Extract to read:

════════════════════

By David Herlihy. Edited by Samuel K. Cohn, Jr. 128 pp. Harvard Univ. Press. $27 hardcover, $12 paper

As a teacher, the Brown University historian David Herlihy was a model medievalist, an unassuming man adept at unraveling technical details of demography and society, and equally able to provoke students with the big questions. His last and posthumous work (he died in 1991), though brief, is a splendid memorial.

We are approaching the 650th anniversary of Europe’s worst natural disaster, the bubonic plague of 1348. The cataclysmic "Black Death"—a term coined in the 16th century and popularized in the 19th— reduced the continent’s population by as much as two-thirds, leaving behind an indelible record in contemporary chronicles, art, and (in Giovanni Boccaccio’s Decameron) literature. With the discovery of the bacillus Yersinia pestis a century ago, the biological roots of the epidemic became clear. The social factors behind the plague, however, remain controversial.

Herlihy addresses today’s most widely accepted social explanations for the epidemic, the Malthusian and the Marxist. Did the Black Death result from overpopulation, declining living standards, and malnutrition, as the former theory suggests? The author thinks not, because European population had been high for decades without a major epidemic and because the population continued to fall for decades after the plague. Malnutrition may even have afforded some protection against disease; bacteria, like their human hosts, need nutrients to survive. Was the true cause, as the Marxist explanation holds, heightened exploitation of the peasantry by lords who, when the real value of their rents declined, turned to war and pillage? No, because nonfeudal regions such as Tuscany suffered similarly. Herlihy argues that the Europe of 1348 was stagnant but not in crisis. Its population density, though high with respect to available technology and resources, was sustainable when the plague struck. Whatever other social and economic patterns may have promoted the plague, the author discounts deprivation as a cause.

While the mass death was not a consequence of social decline, Herlihy contends, it did prove to be a terrible but effective catalyst for social renewal. It broke demographic, economic, and technological deadlocks by depleting the work force and raising labor costs. Landlords had to offer tenants forms of capital such as oxen and seed. Artisans had to extend guild apprenticeships beyond the family circle. Craftsman-entrepreneurs such as Johannes Gutenberg found ways to substitute technology for manpower. With soldiers and sailors as with scribes, the labor shortage stimulated innovation: introduction of firearms and larger ships.

Disease changed European culture, too. In higher education, the plague dealt a terrible blow to Oxford, whose student population declined from 30,000 to 6,000; in all, five of Europe’s 30 universities had to close. Yet pious bequests and the need for new clergy led to new colleges at Oxford and Cambridge as well as innovative new universities in Prague and Florence. In science, the obviously contagious nature of the plague challenged Galenic medicine to modify a model of disease that recognized only imbalances of humors. The plague also left its mark on religion. The search for divine protection led to a new vigor in devotion to the saints (and to newly popular saints—in Florence, parents began to name their sons Sebastian, Bartholomew, and Christopher), which sharpened the already growing controversy over their role in Christianity. In some respects, then, mass mortality and depopulation may be healthy for technology, learning, faith, and other living forces: a cheerful reflection for the new millennium.

════════════════════

Entries supplied:
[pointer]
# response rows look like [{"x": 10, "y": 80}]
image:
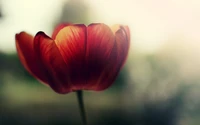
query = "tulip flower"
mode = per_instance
[{"x": 76, "y": 57}]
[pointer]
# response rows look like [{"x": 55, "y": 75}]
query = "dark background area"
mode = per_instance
[{"x": 150, "y": 90}]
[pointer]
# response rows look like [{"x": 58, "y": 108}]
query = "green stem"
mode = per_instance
[{"x": 79, "y": 94}]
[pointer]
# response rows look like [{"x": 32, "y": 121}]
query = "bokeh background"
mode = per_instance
[{"x": 159, "y": 85}]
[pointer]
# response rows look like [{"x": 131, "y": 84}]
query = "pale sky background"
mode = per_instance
[{"x": 152, "y": 22}]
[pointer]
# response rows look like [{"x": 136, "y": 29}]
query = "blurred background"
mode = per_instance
[{"x": 159, "y": 85}]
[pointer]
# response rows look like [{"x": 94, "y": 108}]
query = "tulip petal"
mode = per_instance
[
  {"x": 100, "y": 43},
  {"x": 24, "y": 45},
  {"x": 71, "y": 42},
  {"x": 58, "y": 28},
  {"x": 118, "y": 56},
  {"x": 48, "y": 52}
]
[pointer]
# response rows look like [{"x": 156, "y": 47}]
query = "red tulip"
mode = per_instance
[{"x": 77, "y": 57}]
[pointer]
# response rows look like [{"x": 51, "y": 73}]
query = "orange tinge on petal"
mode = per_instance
[
  {"x": 48, "y": 52},
  {"x": 117, "y": 57},
  {"x": 71, "y": 42},
  {"x": 100, "y": 43},
  {"x": 76, "y": 57},
  {"x": 24, "y": 45}
]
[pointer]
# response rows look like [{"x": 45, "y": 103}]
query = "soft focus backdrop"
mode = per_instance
[{"x": 159, "y": 85}]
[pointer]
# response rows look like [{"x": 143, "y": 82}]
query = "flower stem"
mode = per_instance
[{"x": 79, "y": 94}]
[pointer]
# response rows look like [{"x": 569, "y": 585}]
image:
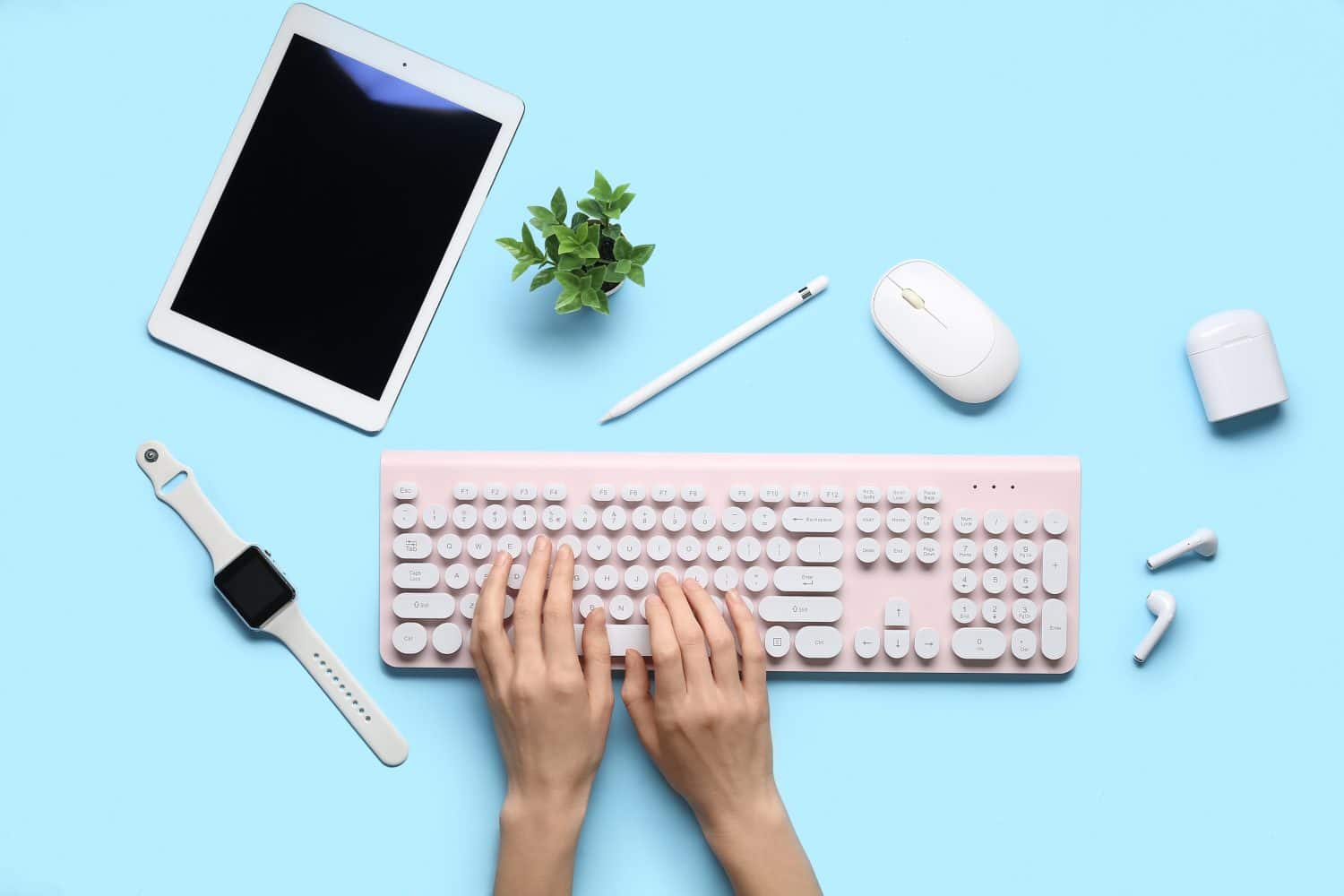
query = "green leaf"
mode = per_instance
[
  {"x": 542, "y": 279},
  {"x": 567, "y": 304}
]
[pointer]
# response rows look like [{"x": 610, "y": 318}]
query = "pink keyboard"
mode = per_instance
[{"x": 849, "y": 563}]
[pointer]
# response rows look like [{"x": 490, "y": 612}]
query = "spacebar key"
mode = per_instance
[{"x": 623, "y": 638}]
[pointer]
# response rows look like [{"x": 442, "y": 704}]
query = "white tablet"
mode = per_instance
[{"x": 336, "y": 217}]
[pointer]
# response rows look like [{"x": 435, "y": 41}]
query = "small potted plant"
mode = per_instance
[{"x": 590, "y": 257}]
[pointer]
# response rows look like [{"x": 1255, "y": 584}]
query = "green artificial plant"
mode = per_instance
[{"x": 589, "y": 255}]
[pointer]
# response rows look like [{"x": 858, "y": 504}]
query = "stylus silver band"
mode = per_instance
[{"x": 190, "y": 503}]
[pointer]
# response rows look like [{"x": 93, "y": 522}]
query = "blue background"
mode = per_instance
[{"x": 1101, "y": 175}]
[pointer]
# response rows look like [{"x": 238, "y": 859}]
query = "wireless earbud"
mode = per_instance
[
  {"x": 1161, "y": 605},
  {"x": 1202, "y": 541}
]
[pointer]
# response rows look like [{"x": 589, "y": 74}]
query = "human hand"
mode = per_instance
[{"x": 551, "y": 716}]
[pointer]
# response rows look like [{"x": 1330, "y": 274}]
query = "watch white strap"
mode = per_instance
[
  {"x": 190, "y": 503},
  {"x": 331, "y": 675}
]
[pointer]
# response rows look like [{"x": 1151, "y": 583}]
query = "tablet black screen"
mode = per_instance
[{"x": 336, "y": 217}]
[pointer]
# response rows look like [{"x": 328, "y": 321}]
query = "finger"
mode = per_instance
[
  {"x": 639, "y": 702},
  {"x": 723, "y": 650},
  {"x": 753, "y": 651},
  {"x": 488, "y": 625},
  {"x": 667, "y": 653},
  {"x": 558, "y": 621},
  {"x": 597, "y": 662},
  {"x": 527, "y": 608},
  {"x": 688, "y": 635}
]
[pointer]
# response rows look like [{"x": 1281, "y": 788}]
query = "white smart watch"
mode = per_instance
[{"x": 265, "y": 600}]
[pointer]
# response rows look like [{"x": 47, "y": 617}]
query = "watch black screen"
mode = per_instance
[
  {"x": 254, "y": 587},
  {"x": 336, "y": 215}
]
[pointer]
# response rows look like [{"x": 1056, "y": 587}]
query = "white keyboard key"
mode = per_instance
[
  {"x": 411, "y": 546},
  {"x": 817, "y": 642},
  {"x": 1054, "y": 629},
  {"x": 405, "y": 516},
  {"x": 964, "y": 610},
  {"x": 524, "y": 517},
  {"x": 585, "y": 517},
  {"x": 1054, "y": 567},
  {"x": 644, "y": 517},
  {"x": 820, "y": 549},
  {"x": 448, "y": 638},
  {"x": 416, "y": 575},
  {"x": 897, "y": 613},
  {"x": 1024, "y": 551},
  {"x": 926, "y": 643},
  {"x": 674, "y": 519},
  {"x": 451, "y": 547},
  {"x": 435, "y": 605},
  {"x": 478, "y": 547},
  {"x": 435, "y": 517},
  {"x": 994, "y": 611},
  {"x": 495, "y": 516},
  {"x": 808, "y": 579},
  {"x": 1055, "y": 521},
  {"x": 820, "y": 520},
  {"x": 620, "y": 638},
  {"x": 621, "y": 607},
  {"x": 1024, "y": 643},
  {"x": 866, "y": 642},
  {"x": 1024, "y": 582},
  {"x": 927, "y": 520},
  {"x": 1024, "y": 521},
  {"x": 978, "y": 643},
  {"x": 995, "y": 581},
  {"x": 1024, "y": 611},
  {"x": 898, "y": 520},
  {"x": 895, "y": 642},
  {"x": 800, "y": 608},
  {"x": 637, "y": 578},
  {"x": 409, "y": 638},
  {"x": 754, "y": 579},
  {"x": 964, "y": 581}
]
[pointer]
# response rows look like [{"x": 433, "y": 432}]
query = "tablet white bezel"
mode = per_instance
[{"x": 268, "y": 370}]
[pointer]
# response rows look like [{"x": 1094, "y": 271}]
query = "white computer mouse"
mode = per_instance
[{"x": 945, "y": 331}]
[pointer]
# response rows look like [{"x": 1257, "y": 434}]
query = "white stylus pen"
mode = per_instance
[{"x": 717, "y": 347}]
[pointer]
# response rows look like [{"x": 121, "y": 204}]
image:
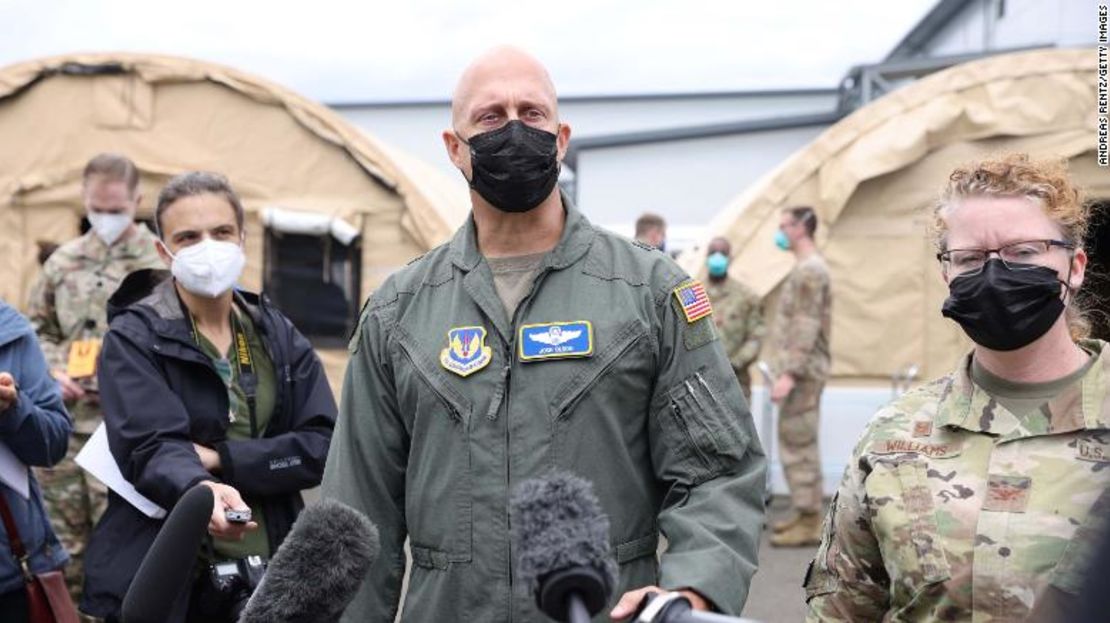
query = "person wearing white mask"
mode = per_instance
[
  {"x": 68, "y": 310},
  {"x": 204, "y": 383}
]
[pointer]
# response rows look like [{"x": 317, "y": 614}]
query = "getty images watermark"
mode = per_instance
[{"x": 1103, "y": 104}]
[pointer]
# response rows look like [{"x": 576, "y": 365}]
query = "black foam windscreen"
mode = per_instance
[
  {"x": 318, "y": 570},
  {"x": 167, "y": 569},
  {"x": 561, "y": 539}
]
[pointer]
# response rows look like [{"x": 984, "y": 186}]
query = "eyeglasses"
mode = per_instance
[{"x": 1016, "y": 255}]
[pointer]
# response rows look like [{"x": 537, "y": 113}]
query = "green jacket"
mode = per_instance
[{"x": 654, "y": 418}]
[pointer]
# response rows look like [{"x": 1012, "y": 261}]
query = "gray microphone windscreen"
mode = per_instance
[
  {"x": 318, "y": 570},
  {"x": 558, "y": 524}
]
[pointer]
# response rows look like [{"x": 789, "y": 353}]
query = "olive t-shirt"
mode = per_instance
[
  {"x": 513, "y": 278},
  {"x": 255, "y": 542},
  {"x": 1023, "y": 399}
]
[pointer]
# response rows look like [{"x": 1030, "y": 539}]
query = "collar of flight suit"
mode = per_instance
[
  {"x": 93, "y": 248},
  {"x": 1083, "y": 405}
]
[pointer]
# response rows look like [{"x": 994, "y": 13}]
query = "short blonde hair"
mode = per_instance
[{"x": 1016, "y": 174}]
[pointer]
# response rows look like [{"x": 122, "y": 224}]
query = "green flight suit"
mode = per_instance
[{"x": 653, "y": 416}]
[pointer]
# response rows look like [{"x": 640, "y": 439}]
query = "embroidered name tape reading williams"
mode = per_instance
[
  {"x": 556, "y": 340},
  {"x": 466, "y": 352}
]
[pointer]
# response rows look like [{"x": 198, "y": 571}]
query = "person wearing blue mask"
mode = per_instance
[
  {"x": 800, "y": 361},
  {"x": 737, "y": 312}
]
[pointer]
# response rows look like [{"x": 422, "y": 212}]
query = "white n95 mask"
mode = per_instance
[
  {"x": 109, "y": 227},
  {"x": 209, "y": 268}
]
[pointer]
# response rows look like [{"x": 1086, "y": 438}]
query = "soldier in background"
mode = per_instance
[
  {"x": 652, "y": 230},
  {"x": 68, "y": 309},
  {"x": 736, "y": 312},
  {"x": 801, "y": 362}
]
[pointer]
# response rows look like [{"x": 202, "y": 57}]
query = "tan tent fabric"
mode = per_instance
[
  {"x": 873, "y": 178},
  {"x": 171, "y": 114}
]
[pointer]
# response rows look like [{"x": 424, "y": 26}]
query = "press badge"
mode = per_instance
[
  {"x": 556, "y": 340},
  {"x": 82, "y": 358},
  {"x": 466, "y": 352}
]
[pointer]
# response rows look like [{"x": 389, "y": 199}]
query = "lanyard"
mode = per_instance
[{"x": 244, "y": 361}]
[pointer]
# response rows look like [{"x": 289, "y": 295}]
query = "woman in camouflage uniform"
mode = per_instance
[{"x": 968, "y": 499}]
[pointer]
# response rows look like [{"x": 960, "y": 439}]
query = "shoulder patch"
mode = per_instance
[{"x": 693, "y": 300}]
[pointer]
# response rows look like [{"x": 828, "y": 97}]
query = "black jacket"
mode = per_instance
[{"x": 160, "y": 393}]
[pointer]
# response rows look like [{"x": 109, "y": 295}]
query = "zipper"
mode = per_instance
[
  {"x": 452, "y": 410},
  {"x": 677, "y": 412},
  {"x": 203, "y": 361}
]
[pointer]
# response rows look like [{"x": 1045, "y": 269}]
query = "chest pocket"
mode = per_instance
[
  {"x": 908, "y": 531},
  {"x": 705, "y": 428}
]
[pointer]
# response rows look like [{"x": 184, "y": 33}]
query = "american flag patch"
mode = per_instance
[{"x": 694, "y": 301}]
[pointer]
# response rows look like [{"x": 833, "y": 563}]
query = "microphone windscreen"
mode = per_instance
[
  {"x": 316, "y": 572},
  {"x": 558, "y": 524},
  {"x": 167, "y": 570}
]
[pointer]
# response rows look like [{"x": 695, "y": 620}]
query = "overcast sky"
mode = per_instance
[{"x": 345, "y": 51}]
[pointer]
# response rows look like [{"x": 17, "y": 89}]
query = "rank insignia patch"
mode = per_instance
[
  {"x": 556, "y": 340},
  {"x": 694, "y": 301},
  {"x": 466, "y": 352}
]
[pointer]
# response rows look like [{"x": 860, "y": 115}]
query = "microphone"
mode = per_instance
[
  {"x": 673, "y": 608},
  {"x": 319, "y": 568},
  {"x": 167, "y": 569},
  {"x": 562, "y": 542}
]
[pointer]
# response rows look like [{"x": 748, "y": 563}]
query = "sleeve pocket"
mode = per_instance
[{"x": 706, "y": 428}]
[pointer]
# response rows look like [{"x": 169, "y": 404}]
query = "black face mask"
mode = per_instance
[
  {"x": 515, "y": 167},
  {"x": 1003, "y": 309}
]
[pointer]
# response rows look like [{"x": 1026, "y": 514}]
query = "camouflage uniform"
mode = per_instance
[
  {"x": 801, "y": 349},
  {"x": 954, "y": 509},
  {"x": 737, "y": 314},
  {"x": 69, "y": 302}
]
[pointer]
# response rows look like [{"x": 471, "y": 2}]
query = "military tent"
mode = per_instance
[
  {"x": 331, "y": 211},
  {"x": 874, "y": 177}
]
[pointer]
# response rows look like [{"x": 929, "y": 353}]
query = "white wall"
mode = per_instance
[
  {"x": 1025, "y": 22},
  {"x": 686, "y": 181}
]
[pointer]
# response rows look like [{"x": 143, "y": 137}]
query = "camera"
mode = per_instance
[{"x": 231, "y": 582}]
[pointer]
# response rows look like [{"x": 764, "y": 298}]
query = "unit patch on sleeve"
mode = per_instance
[
  {"x": 466, "y": 352},
  {"x": 694, "y": 301},
  {"x": 556, "y": 340}
]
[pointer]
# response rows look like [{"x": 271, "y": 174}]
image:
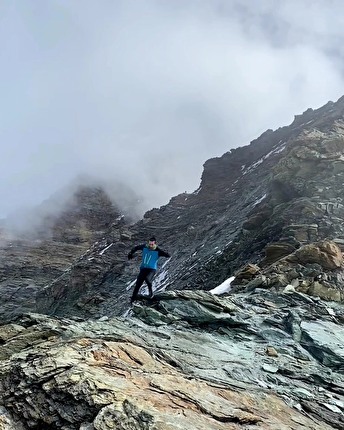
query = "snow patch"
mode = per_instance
[
  {"x": 259, "y": 200},
  {"x": 224, "y": 287},
  {"x": 260, "y": 161},
  {"x": 105, "y": 249}
]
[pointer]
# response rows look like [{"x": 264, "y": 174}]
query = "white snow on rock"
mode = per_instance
[
  {"x": 224, "y": 287},
  {"x": 105, "y": 249}
]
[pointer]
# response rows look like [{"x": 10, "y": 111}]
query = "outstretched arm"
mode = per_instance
[
  {"x": 136, "y": 248},
  {"x": 163, "y": 253}
]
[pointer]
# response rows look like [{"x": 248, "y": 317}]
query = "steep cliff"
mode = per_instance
[
  {"x": 255, "y": 204},
  {"x": 32, "y": 260},
  {"x": 267, "y": 354}
]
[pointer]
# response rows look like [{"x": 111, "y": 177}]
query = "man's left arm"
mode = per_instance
[{"x": 163, "y": 253}]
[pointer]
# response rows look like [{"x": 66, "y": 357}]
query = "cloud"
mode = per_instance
[{"x": 145, "y": 92}]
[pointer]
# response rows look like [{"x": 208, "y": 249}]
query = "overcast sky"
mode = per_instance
[{"x": 147, "y": 90}]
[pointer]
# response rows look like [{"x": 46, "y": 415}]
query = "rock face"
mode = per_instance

════════════════════

Work to complete:
Translate this sentence from the review of the Black Death study into French: "Landlords had to offer tenants forms of capital such as oxen and seed." The lines above have no connection with the review of the Black Death study.

Solution to this problem:
Les propriétaires fonciers durent offrir à leurs tenanciers des formes de capital telles que des bœufs et des semences.